> [Document excerpt]

In one of the last few steps needed to fully implement their requirements under the P5+1 nuclear deal, the Iranian government has removed the core from the Arak heavy-water reactor and filled it with cement, rendering it useless.
The Arak reactor was the center of a lot of dispute between Iran and the international community. Objections over Iran’s enrichment of uranium for the aging Tehran Research Reactor (TRR) led to the plan for Arak, which was to run on unenriched uranium, as an alternative source of medical isotopes.
Western nations objected to this as well, however, on the grounds that the waste the reactor would produce included plutonium. Though Iran never planned to construct the substantial reprocessing facility to extract this from the waste, and even offered to send all the waste abroad, it remained a sticking point, and ultimately it was agreed that the West would provide Iran with an alternative configuration at Arak which would be more acceptable.

> [Aim of the task] Carry on the text about the Arak heavy-water reactor from the point at which it stops. The data that follows is not required for any of the work here.

[Natural-language object grounding data]
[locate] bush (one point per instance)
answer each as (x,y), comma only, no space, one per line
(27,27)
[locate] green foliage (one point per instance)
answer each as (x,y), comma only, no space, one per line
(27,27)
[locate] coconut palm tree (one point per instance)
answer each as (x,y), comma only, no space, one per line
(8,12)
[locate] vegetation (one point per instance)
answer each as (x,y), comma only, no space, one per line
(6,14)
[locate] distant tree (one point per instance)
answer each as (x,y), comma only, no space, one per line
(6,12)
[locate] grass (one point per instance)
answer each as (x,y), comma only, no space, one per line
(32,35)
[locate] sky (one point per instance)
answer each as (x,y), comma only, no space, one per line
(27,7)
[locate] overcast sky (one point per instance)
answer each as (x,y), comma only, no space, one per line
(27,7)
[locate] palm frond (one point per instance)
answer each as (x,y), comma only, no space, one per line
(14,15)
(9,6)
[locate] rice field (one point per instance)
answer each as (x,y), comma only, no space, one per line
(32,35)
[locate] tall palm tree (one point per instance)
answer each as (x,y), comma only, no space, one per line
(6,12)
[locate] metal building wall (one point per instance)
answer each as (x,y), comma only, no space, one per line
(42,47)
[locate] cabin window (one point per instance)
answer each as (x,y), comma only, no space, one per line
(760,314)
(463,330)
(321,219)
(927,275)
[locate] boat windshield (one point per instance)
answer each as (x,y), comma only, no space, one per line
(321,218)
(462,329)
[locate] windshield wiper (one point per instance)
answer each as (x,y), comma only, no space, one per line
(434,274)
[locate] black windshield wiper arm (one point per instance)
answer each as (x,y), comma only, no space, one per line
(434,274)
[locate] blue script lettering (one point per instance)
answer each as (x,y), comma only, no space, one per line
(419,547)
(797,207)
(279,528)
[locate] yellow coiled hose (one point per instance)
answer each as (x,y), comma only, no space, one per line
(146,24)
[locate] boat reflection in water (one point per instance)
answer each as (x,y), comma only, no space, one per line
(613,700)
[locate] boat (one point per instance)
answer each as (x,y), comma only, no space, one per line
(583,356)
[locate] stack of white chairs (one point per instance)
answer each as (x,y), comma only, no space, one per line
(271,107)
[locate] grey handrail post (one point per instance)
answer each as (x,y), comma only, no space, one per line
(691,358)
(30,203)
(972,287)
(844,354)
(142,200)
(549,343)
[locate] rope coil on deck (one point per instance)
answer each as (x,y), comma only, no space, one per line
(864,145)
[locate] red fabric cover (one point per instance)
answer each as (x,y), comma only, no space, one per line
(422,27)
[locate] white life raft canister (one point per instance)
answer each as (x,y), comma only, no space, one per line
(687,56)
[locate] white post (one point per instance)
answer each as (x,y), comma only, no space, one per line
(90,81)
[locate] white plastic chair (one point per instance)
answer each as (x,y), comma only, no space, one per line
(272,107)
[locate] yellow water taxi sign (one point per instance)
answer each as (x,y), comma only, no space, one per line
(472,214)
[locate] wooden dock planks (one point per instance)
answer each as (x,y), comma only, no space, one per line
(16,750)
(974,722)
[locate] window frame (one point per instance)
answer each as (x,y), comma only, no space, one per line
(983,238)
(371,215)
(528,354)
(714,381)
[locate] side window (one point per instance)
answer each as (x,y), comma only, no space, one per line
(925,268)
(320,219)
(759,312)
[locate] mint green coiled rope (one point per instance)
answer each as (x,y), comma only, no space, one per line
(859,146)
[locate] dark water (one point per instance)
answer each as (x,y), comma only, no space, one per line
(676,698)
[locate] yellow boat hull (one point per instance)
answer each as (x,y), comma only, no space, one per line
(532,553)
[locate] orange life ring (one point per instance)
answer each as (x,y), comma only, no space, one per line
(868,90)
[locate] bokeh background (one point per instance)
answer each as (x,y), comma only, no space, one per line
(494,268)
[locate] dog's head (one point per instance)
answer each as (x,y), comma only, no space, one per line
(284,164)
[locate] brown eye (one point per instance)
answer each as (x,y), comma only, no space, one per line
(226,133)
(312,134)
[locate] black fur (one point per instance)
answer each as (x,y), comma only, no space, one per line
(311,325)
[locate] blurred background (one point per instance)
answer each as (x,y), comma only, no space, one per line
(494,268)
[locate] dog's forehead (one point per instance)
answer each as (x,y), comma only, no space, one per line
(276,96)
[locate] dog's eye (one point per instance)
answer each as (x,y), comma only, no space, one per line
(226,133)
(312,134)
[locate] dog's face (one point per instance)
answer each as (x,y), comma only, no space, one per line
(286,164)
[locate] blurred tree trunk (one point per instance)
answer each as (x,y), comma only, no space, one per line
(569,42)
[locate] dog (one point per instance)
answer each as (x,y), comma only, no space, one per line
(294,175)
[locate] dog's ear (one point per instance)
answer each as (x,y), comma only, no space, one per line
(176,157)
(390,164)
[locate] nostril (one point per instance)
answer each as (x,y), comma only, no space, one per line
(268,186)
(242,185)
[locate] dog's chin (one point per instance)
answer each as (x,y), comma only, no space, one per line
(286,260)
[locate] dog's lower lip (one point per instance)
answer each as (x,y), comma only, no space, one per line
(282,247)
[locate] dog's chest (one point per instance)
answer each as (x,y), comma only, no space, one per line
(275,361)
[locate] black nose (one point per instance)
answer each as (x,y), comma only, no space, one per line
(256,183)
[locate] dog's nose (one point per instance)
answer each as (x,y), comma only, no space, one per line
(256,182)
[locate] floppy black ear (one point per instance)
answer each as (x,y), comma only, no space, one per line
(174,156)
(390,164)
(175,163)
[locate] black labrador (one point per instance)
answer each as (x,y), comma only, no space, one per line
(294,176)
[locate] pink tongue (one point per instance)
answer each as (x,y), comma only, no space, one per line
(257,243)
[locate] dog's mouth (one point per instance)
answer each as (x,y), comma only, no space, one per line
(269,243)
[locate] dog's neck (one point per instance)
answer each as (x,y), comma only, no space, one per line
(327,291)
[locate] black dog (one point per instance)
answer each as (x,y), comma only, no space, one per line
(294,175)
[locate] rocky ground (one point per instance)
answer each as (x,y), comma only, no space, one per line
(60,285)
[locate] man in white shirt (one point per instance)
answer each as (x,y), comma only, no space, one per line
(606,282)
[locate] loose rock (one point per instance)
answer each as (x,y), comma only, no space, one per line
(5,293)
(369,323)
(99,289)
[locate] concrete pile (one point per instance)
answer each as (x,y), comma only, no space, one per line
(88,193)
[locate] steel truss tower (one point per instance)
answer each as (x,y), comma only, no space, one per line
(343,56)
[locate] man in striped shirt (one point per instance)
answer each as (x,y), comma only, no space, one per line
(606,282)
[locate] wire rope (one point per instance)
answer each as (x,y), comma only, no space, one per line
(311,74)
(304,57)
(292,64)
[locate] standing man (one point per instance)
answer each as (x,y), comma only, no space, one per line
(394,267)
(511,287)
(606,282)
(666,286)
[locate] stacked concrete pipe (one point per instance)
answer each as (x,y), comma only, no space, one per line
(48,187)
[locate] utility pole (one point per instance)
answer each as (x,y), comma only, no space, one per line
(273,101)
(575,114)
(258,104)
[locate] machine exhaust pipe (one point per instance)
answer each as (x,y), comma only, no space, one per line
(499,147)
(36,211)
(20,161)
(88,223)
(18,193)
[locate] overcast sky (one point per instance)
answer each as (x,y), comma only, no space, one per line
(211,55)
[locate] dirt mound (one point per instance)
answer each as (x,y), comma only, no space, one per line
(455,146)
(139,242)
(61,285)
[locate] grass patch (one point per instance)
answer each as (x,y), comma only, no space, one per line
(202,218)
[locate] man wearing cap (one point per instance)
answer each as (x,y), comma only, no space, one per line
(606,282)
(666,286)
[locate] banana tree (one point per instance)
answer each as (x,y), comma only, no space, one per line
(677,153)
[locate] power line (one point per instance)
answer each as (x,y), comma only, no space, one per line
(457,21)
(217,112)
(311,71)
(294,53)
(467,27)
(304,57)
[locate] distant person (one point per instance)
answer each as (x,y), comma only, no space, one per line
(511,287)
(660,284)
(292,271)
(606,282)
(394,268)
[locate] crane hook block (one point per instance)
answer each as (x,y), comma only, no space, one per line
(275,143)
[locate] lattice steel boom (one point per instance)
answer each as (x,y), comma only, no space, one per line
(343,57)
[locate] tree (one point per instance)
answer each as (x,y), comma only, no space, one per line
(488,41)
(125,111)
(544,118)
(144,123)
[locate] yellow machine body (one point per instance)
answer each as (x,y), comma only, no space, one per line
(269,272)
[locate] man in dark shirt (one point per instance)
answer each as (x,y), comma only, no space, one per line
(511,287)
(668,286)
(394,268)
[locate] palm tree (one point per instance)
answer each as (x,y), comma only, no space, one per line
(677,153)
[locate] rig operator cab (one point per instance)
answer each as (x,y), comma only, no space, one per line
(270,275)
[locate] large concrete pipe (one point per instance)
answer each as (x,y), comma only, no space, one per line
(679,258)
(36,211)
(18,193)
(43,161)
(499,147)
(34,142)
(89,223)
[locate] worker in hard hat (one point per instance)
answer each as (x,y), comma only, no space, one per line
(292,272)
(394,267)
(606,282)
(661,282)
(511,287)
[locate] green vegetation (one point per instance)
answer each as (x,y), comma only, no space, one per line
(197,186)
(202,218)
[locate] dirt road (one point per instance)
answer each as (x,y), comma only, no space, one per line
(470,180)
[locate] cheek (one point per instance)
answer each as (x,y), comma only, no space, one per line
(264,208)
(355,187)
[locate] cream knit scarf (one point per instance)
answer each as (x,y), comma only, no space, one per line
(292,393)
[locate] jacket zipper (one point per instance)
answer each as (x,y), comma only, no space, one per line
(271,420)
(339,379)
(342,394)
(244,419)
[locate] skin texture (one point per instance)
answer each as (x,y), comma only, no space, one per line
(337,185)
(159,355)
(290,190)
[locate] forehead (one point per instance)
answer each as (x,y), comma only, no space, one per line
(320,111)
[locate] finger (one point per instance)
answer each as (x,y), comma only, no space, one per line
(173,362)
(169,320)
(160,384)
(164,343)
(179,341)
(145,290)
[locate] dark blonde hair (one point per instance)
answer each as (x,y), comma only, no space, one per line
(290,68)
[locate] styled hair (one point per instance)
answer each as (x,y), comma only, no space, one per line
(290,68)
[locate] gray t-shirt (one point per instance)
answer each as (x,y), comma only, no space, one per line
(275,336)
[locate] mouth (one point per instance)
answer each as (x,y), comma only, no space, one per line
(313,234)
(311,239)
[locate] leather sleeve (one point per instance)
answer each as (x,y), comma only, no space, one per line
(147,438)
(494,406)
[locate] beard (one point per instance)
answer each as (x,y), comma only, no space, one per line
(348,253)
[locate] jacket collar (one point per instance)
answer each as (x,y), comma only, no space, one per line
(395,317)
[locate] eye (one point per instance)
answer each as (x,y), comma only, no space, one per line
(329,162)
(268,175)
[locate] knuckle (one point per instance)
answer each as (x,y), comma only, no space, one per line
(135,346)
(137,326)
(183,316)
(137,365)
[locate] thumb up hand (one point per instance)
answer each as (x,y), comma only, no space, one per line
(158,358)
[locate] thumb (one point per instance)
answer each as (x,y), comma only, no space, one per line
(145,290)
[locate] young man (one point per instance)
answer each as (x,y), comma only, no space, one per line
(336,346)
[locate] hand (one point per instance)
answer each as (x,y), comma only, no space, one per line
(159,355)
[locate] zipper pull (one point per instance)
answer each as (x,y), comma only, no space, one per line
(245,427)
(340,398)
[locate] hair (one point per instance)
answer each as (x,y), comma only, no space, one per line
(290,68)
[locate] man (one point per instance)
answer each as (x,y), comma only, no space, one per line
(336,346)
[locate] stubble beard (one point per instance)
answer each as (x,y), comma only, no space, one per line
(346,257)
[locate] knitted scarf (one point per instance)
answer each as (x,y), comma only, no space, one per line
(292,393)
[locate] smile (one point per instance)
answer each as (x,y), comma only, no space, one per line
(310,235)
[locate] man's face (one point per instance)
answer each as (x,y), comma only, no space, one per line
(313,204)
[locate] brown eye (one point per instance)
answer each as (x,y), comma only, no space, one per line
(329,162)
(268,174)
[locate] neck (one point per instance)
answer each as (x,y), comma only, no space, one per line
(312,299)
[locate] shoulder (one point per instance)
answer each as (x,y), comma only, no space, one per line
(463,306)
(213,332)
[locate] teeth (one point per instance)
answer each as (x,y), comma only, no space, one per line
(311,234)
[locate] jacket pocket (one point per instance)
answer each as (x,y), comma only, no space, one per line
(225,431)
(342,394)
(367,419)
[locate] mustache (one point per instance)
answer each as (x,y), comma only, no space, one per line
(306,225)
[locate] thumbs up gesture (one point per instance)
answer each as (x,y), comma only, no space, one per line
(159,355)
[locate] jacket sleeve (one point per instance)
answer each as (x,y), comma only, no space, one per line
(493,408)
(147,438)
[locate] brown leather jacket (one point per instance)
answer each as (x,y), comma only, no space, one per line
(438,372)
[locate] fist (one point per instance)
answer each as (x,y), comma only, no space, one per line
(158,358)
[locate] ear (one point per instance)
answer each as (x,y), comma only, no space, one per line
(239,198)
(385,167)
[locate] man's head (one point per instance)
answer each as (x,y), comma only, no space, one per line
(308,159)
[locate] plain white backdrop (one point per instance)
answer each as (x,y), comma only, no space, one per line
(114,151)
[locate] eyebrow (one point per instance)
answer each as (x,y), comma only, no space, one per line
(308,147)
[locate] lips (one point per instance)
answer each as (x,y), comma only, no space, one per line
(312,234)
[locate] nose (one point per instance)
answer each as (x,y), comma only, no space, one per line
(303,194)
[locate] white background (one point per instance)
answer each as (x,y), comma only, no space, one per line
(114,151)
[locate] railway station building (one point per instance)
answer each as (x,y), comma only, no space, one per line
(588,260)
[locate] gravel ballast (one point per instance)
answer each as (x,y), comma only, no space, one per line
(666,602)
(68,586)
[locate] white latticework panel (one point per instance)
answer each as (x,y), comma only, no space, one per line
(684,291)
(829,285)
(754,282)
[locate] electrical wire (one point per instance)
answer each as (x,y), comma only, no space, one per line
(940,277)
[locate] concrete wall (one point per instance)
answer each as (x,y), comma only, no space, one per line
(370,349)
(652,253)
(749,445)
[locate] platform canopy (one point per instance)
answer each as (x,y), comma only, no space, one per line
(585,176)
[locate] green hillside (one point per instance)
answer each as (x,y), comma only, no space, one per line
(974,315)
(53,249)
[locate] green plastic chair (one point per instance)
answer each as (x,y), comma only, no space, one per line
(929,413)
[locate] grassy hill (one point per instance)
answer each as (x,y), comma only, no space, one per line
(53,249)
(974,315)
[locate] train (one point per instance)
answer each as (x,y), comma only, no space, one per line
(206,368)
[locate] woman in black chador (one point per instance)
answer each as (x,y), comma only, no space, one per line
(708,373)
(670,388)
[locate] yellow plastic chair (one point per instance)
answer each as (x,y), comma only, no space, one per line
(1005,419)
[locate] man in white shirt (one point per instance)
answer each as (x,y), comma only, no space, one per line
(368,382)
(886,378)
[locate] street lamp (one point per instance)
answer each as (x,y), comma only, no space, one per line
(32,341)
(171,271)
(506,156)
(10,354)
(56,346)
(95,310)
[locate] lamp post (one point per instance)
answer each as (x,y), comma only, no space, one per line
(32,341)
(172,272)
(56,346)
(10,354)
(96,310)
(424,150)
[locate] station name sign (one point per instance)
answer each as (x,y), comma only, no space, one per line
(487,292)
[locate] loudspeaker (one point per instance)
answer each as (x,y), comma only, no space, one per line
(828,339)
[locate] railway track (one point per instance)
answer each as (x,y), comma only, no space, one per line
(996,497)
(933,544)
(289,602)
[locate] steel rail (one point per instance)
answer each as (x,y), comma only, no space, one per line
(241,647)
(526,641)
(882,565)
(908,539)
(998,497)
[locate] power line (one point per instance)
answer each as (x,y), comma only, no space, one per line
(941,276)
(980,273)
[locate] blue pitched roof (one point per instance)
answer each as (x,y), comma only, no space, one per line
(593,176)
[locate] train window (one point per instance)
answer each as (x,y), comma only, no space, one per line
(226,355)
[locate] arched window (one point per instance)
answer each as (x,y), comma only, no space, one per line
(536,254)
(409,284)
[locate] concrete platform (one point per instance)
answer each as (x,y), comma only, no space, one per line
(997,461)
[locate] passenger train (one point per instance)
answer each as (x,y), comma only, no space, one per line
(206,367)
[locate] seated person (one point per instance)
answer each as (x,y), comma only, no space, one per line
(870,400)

> [Exercise response]
Iran’s atomic energy agency says they believe they will have fully implemented the P5+1 deal within the next seven days, and President Rouhani expressed hope that sanctions relief would quickly follow, as the deal obliges. The Rouhani government has been scrambling to finish the deal, in hopes of getting sanctions relief in place before next month’s election.
“the West would provide Iran with an alternative configuration at Arak which would be more acceptable.”
What exactly will that be? If the core is filled with cement, how can it be “reconfigured”.
This is a BS issue and typical of Uh”Murican mean-spirited spoiler tactics. These bastards know that a natural uranium reactor moderated with heavy water is not a proliferation concern provided its a safeguarded facility with fuel supplied and removed by an authorised supplier. Canada has been running CANDU reactors for decades, and no-one seems to be paranoid that the Kanuckistanis are secretly building bombs….
The core can’t be reconfigured, as you point out, but the facility, with a new core, could maybe, possibly be redesigned as a light water reactor. It’d take quite a bit of work, though. While most nations with the technology are trying to convert fully to light-water reactors in support of nonproliferation, even for medical isotopes, the West has certainly made it a BS issue with respect to Iran and not allowed them any capacity for heavy-water reactors no matter how it’s safeguarded. Some NPT signatories are evidently more equal than others, and non-signatories seem to be most equal of all.